### Stated problem
Gather every line in the rows below that contains the word "blazer" and copy each such line in full.

-.-.-

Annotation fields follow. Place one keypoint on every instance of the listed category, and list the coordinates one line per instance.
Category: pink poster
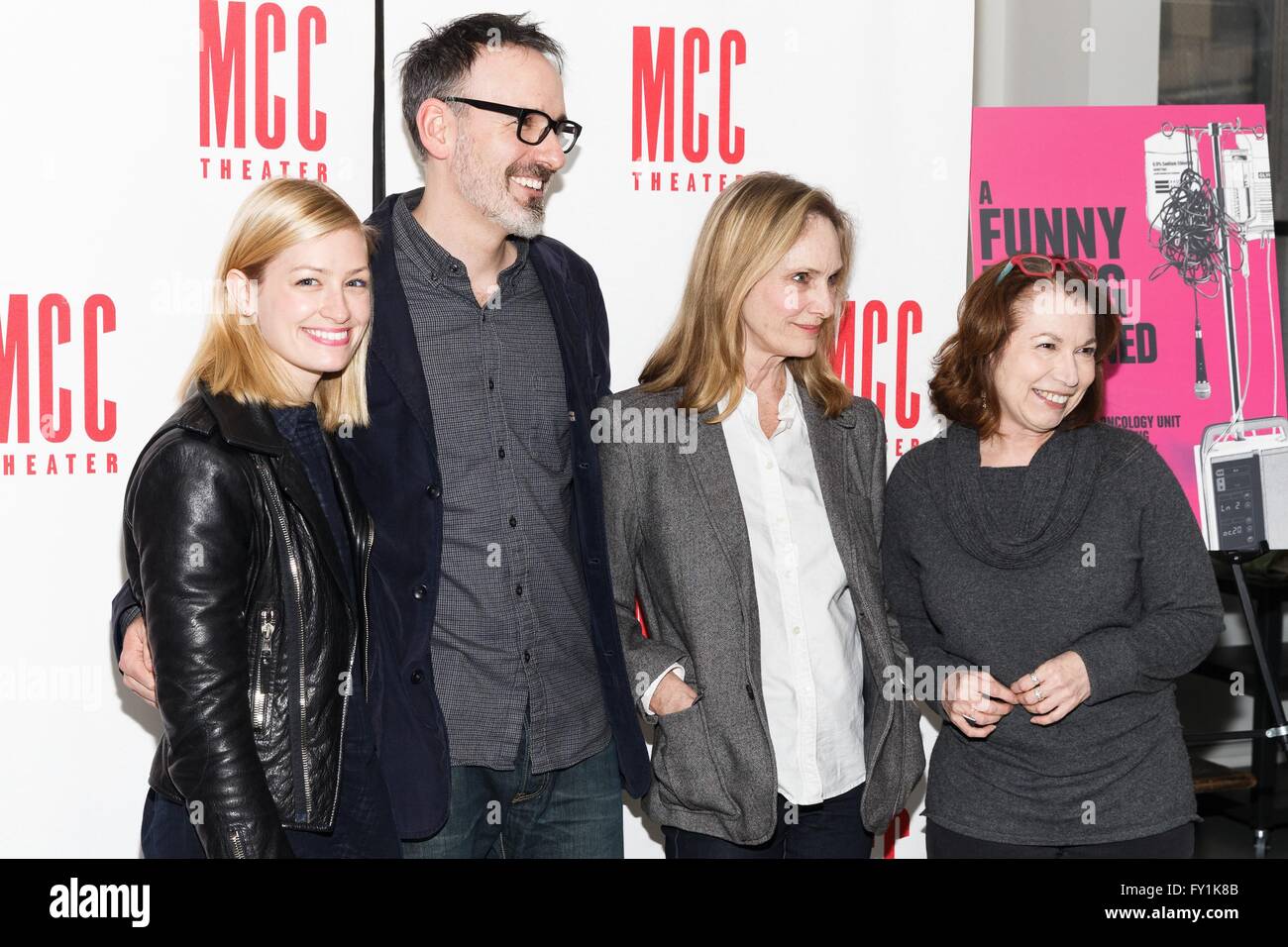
(1172, 202)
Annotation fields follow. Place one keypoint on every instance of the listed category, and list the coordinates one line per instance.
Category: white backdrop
(110, 208)
(871, 101)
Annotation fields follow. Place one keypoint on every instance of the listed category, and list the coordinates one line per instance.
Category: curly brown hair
(962, 386)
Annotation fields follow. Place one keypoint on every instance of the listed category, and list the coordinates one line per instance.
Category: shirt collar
(748, 406)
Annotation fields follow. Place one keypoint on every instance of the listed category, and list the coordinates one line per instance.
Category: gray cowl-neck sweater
(1091, 548)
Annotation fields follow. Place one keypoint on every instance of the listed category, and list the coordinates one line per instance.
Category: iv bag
(1164, 161)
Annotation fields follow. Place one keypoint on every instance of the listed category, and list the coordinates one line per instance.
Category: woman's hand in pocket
(671, 696)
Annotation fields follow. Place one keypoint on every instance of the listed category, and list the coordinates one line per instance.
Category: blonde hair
(232, 356)
(748, 230)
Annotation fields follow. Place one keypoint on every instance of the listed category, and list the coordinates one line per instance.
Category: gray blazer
(678, 540)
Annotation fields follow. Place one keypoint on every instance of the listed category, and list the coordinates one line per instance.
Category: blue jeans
(832, 828)
(513, 813)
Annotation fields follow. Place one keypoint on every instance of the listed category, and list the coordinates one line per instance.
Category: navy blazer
(395, 471)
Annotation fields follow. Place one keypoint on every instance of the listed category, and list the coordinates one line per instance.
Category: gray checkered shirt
(511, 628)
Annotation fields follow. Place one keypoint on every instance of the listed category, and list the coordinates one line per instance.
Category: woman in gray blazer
(742, 493)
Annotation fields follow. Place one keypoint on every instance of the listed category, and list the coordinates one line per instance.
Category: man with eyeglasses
(494, 608)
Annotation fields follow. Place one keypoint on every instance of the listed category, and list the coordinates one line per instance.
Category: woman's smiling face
(1048, 361)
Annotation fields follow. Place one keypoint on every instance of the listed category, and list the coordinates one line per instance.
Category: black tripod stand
(1269, 676)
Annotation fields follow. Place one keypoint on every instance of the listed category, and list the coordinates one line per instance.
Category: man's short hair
(437, 65)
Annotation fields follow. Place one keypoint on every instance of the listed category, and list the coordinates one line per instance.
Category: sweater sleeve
(1181, 613)
(902, 578)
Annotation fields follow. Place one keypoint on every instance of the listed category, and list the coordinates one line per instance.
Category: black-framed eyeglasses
(533, 124)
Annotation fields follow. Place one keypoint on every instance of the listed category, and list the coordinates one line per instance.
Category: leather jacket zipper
(270, 488)
(366, 613)
(267, 624)
(353, 654)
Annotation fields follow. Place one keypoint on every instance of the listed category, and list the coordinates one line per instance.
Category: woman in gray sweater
(1056, 565)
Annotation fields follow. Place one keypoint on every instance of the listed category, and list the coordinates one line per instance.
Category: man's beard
(492, 197)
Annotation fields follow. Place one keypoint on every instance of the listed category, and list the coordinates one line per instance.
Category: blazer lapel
(828, 438)
(393, 339)
(712, 470)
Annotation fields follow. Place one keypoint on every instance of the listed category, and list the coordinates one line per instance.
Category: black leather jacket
(252, 626)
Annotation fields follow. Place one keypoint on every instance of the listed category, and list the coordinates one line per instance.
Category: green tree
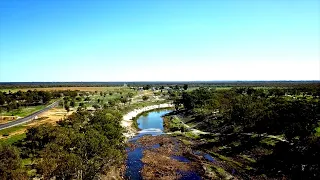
(145, 98)
(185, 86)
(10, 163)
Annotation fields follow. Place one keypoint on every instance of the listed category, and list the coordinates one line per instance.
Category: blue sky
(167, 40)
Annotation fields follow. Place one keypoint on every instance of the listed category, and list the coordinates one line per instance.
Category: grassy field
(90, 89)
(8, 131)
(22, 112)
(13, 139)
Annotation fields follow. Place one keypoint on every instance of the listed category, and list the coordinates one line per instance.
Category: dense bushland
(82, 146)
(291, 114)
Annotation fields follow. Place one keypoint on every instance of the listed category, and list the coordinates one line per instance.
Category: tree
(2, 99)
(146, 87)
(185, 86)
(10, 163)
(145, 98)
(96, 106)
(72, 103)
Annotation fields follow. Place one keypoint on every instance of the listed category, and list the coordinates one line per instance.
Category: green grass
(10, 130)
(269, 141)
(185, 142)
(23, 111)
(247, 158)
(13, 139)
(318, 131)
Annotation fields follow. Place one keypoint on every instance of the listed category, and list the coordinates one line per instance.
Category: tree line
(292, 112)
(81, 146)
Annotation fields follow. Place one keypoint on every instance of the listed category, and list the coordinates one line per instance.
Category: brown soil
(5, 119)
(51, 117)
(71, 88)
(158, 163)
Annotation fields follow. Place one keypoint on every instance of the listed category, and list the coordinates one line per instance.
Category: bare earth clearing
(51, 117)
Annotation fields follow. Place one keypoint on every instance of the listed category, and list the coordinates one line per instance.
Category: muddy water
(151, 124)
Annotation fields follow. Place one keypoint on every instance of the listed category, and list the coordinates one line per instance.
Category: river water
(150, 123)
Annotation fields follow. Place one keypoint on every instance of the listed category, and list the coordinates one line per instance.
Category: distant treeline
(6, 85)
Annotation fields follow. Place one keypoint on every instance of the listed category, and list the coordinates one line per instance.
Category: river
(150, 123)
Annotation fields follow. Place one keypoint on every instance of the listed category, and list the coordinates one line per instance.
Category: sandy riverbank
(127, 119)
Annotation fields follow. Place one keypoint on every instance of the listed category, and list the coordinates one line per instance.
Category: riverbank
(127, 121)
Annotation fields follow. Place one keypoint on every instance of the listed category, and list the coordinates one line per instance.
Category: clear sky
(163, 40)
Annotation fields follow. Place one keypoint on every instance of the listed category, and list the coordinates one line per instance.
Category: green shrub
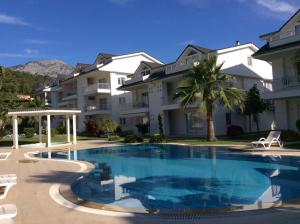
(298, 124)
(61, 129)
(53, 132)
(133, 139)
(29, 132)
(289, 135)
(234, 131)
(156, 138)
(143, 128)
(125, 133)
(113, 138)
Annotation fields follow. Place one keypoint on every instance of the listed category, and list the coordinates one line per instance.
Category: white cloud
(31, 51)
(37, 41)
(10, 20)
(277, 6)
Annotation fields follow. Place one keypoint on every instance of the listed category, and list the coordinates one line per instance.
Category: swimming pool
(167, 177)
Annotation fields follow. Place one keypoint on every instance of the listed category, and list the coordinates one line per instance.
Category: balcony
(284, 87)
(69, 96)
(97, 88)
(169, 103)
(97, 109)
(137, 107)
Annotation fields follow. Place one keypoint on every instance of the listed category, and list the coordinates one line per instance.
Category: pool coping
(63, 195)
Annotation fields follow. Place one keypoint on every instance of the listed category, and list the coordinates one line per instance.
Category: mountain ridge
(53, 68)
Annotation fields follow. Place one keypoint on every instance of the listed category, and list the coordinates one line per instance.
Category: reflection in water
(178, 177)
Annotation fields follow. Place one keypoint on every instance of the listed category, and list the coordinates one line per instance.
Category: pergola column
(40, 129)
(74, 130)
(48, 130)
(68, 128)
(15, 132)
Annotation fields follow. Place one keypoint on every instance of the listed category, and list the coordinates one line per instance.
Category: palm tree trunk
(256, 122)
(210, 124)
(250, 129)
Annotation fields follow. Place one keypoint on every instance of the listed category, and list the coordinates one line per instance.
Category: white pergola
(31, 112)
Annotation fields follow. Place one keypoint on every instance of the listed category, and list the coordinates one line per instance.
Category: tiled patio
(31, 195)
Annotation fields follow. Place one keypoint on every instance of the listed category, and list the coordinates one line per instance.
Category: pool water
(180, 177)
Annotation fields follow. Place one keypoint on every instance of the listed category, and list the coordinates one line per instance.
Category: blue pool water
(179, 177)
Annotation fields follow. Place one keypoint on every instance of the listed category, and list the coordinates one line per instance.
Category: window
(297, 29)
(122, 100)
(122, 121)
(194, 123)
(145, 72)
(103, 104)
(121, 80)
(102, 80)
(298, 69)
(228, 118)
(90, 81)
(249, 60)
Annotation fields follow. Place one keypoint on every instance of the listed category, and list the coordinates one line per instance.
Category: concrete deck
(31, 196)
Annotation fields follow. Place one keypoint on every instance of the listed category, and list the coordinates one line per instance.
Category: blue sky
(77, 30)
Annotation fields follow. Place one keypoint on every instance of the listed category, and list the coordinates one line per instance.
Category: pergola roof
(42, 112)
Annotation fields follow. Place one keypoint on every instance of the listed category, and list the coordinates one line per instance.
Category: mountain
(52, 68)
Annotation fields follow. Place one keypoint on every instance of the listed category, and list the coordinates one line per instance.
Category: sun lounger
(7, 211)
(273, 138)
(5, 185)
(4, 155)
(8, 176)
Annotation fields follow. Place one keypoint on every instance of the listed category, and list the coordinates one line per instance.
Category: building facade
(153, 87)
(93, 88)
(283, 51)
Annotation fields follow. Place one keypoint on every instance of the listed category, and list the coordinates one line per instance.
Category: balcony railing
(66, 94)
(136, 105)
(97, 86)
(90, 108)
(169, 100)
(286, 82)
(284, 38)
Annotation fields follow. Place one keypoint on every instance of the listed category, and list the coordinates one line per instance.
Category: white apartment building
(153, 86)
(93, 88)
(283, 51)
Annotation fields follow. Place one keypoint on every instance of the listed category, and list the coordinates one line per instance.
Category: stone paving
(31, 196)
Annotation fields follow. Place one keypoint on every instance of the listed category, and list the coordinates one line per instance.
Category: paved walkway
(31, 195)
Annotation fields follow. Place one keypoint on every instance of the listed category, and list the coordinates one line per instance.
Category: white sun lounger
(7, 184)
(273, 137)
(4, 155)
(8, 176)
(7, 212)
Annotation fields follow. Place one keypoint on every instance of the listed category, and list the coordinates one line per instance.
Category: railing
(97, 107)
(66, 94)
(286, 82)
(96, 86)
(169, 100)
(136, 105)
(284, 38)
(103, 85)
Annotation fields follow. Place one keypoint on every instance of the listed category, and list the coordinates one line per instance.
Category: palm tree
(205, 84)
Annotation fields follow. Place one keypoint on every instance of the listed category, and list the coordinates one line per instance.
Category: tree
(205, 84)
(254, 105)
(143, 128)
(108, 125)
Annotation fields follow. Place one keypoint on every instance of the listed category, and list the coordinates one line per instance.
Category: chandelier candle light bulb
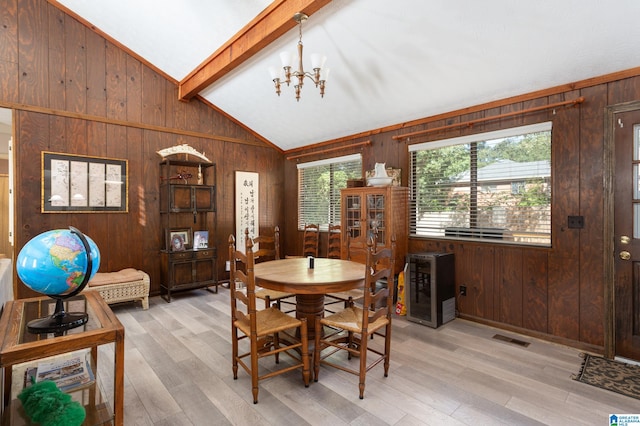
(319, 75)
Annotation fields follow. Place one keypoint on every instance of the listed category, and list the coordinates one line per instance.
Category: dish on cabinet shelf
(379, 181)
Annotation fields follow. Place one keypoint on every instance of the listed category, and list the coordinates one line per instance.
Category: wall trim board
(124, 123)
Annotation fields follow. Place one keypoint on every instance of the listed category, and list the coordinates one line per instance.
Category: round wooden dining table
(293, 275)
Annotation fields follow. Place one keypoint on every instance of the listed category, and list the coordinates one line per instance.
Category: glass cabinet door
(354, 215)
(375, 217)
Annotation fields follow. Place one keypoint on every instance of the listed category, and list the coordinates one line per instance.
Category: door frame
(609, 228)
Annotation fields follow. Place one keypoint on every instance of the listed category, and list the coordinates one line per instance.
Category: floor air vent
(511, 340)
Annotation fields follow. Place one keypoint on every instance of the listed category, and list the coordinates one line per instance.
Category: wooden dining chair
(262, 328)
(349, 330)
(310, 240)
(356, 251)
(334, 242)
(269, 249)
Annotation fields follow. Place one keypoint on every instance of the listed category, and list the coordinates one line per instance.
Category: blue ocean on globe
(54, 263)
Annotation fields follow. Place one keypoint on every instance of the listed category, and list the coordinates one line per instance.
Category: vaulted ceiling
(391, 62)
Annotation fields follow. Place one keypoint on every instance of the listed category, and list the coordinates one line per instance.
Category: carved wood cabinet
(378, 211)
(188, 216)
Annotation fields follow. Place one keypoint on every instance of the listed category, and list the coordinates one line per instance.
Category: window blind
(493, 185)
(319, 185)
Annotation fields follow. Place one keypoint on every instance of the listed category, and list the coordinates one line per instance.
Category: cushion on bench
(125, 276)
(126, 285)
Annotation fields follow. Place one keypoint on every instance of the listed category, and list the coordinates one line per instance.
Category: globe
(59, 264)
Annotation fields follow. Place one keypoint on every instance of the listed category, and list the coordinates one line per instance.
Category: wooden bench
(122, 286)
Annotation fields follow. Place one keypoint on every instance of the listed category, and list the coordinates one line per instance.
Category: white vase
(380, 170)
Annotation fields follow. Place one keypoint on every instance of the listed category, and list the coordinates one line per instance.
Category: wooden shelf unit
(380, 211)
(189, 203)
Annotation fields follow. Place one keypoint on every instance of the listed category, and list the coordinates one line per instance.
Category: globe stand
(61, 320)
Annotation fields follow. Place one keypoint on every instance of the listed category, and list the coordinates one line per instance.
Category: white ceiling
(391, 62)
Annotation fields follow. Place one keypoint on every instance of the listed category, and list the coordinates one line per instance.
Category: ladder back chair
(349, 330)
(334, 242)
(262, 328)
(269, 249)
(357, 252)
(311, 240)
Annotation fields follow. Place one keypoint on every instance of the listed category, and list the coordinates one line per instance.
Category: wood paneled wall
(556, 293)
(75, 92)
(65, 76)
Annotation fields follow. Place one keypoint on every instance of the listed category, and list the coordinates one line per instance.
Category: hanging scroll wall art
(247, 197)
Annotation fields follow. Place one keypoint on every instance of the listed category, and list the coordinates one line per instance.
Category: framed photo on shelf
(200, 240)
(179, 239)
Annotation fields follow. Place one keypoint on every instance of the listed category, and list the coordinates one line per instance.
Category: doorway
(622, 248)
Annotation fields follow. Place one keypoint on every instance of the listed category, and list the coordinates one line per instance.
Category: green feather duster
(45, 404)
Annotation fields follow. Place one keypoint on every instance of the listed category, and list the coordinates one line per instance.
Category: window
(493, 185)
(319, 185)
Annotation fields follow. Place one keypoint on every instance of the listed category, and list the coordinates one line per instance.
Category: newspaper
(68, 374)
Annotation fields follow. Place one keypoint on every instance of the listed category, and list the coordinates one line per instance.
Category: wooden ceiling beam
(268, 26)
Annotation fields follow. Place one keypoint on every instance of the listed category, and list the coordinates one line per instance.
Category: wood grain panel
(134, 92)
(564, 297)
(9, 81)
(9, 32)
(33, 60)
(57, 63)
(116, 82)
(75, 66)
(591, 207)
(508, 289)
(475, 269)
(96, 75)
(5, 247)
(535, 293)
(153, 104)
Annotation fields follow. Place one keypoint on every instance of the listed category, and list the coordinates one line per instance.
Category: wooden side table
(19, 346)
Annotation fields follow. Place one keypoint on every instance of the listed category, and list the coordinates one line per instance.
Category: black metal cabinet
(188, 215)
(430, 288)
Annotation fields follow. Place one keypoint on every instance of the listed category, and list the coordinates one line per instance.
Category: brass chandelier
(319, 75)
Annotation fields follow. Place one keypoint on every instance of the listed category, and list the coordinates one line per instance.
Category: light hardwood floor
(178, 372)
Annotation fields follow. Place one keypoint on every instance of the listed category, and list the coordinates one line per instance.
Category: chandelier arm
(300, 73)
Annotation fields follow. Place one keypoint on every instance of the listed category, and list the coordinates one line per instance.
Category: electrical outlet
(575, 222)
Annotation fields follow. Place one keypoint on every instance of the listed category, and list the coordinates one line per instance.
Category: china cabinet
(379, 211)
(188, 216)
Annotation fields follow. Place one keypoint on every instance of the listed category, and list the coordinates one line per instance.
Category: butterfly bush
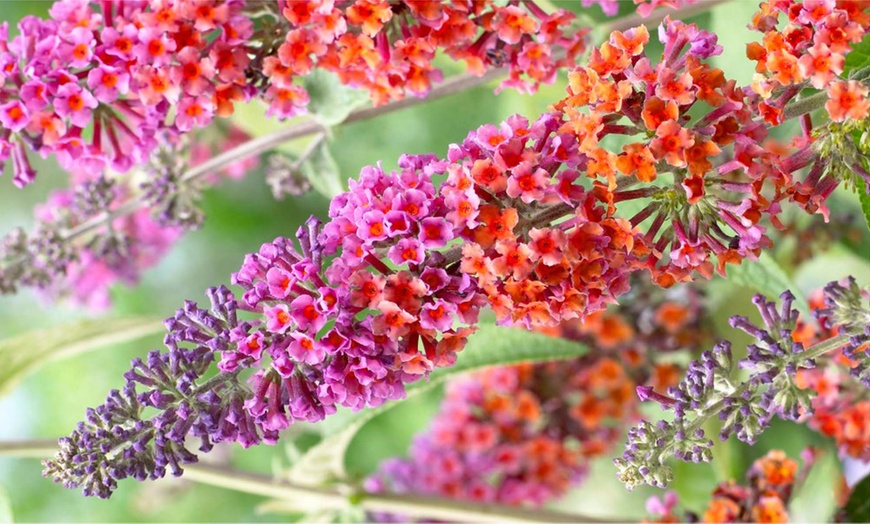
(522, 218)
(709, 207)
(524, 434)
(770, 483)
(95, 83)
(129, 243)
(746, 408)
(840, 408)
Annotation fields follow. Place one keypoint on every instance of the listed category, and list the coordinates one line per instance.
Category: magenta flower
(278, 319)
(435, 232)
(75, 103)
(14, 116)
(78, 49)
(194, 112)
(108, 82)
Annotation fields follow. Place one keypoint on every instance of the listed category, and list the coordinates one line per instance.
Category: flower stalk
(337, 496)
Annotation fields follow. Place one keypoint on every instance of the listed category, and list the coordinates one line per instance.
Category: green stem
(805, 105)
(335, 497)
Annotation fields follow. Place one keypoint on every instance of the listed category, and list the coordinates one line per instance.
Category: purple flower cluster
(848, 307)
(746, 408)
(120, 439)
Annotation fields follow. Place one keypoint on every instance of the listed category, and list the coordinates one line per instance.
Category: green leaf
(864, 198)
(25, 353)
(766, 277)
(5, 508)
(813, 500)
(858, 507)
(330, 101)
(324, 174)
(489, 346)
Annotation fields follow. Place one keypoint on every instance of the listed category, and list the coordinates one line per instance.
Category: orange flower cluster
(695, 148)
(524, 434)
(770, 481)
(708, 216)
(388, 47)
(841, 409)
(809, 48)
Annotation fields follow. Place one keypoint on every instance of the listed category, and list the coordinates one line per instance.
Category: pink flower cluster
(96, 84)
(134, 242)
(643, 7)
(390, 288)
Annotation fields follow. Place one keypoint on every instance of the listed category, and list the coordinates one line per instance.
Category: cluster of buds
(524, 434)
(86, 241)
(95, 83)
(709, 390)
(142, 430)
(840, 408)
(764, 498)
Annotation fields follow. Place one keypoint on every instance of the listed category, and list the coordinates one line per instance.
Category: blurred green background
(242, 215)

-.-.-

### Exercise result
Category: gray blazer
Category: navy blazer
Category: woman in gray blazer
Category: blazer lapel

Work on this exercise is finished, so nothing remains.